The request - Pull out every line of the data that contains the string "given", matching case exactly.

==== Records shown

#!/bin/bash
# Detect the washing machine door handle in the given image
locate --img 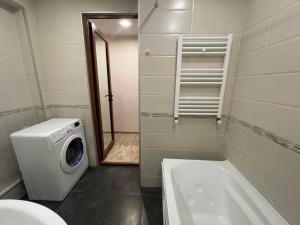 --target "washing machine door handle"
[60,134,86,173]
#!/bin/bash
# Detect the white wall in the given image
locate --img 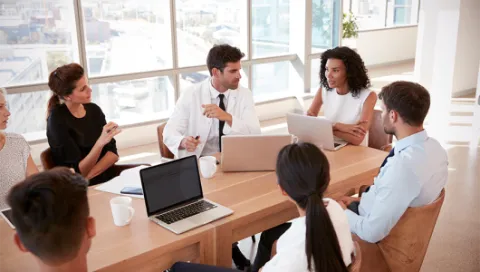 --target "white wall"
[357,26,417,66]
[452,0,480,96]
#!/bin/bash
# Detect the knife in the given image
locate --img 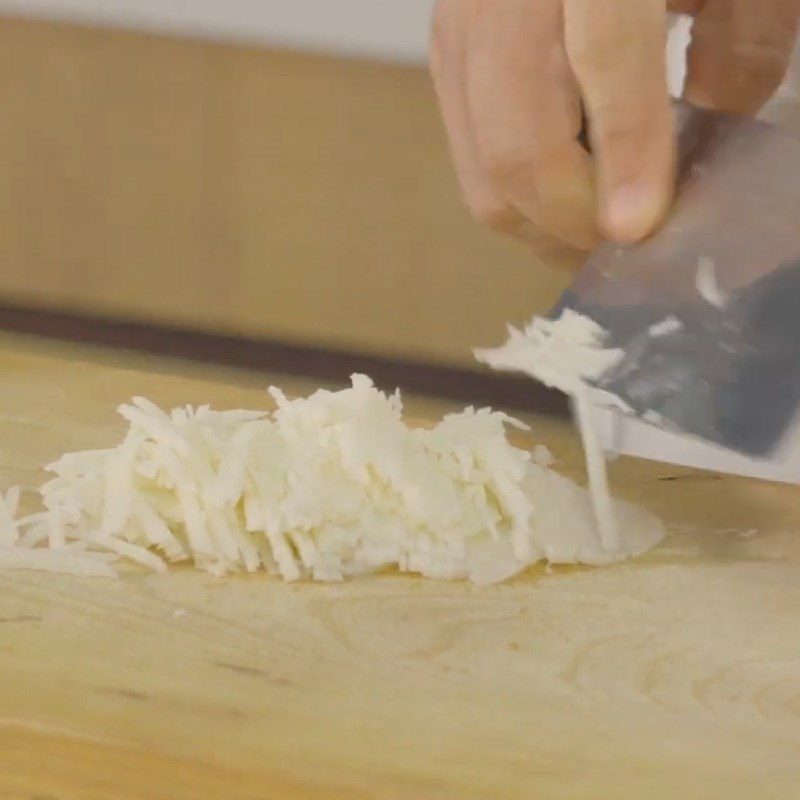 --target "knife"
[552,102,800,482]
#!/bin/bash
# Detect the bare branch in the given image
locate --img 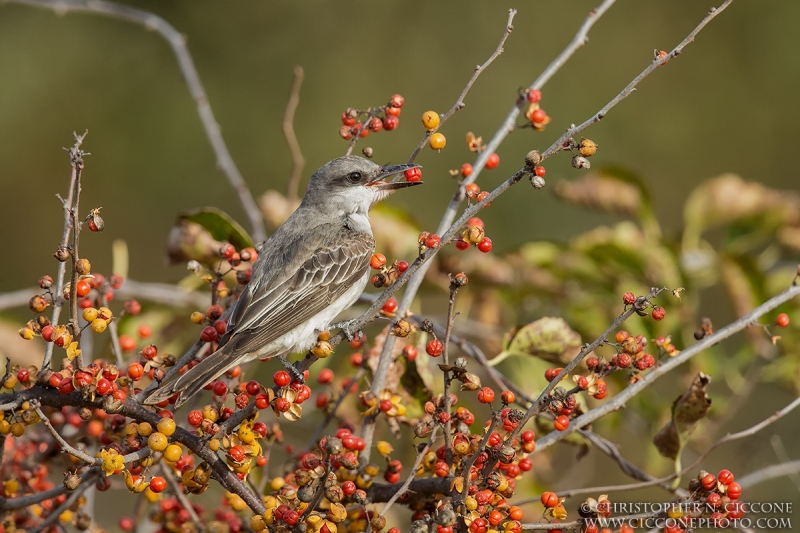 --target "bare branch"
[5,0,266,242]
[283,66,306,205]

========

Result below -
# Detect the washing machine door handle in the given image
# Detect the white wall in the given image
# Detect the knife in the given image
# Detect the bare branch in the given image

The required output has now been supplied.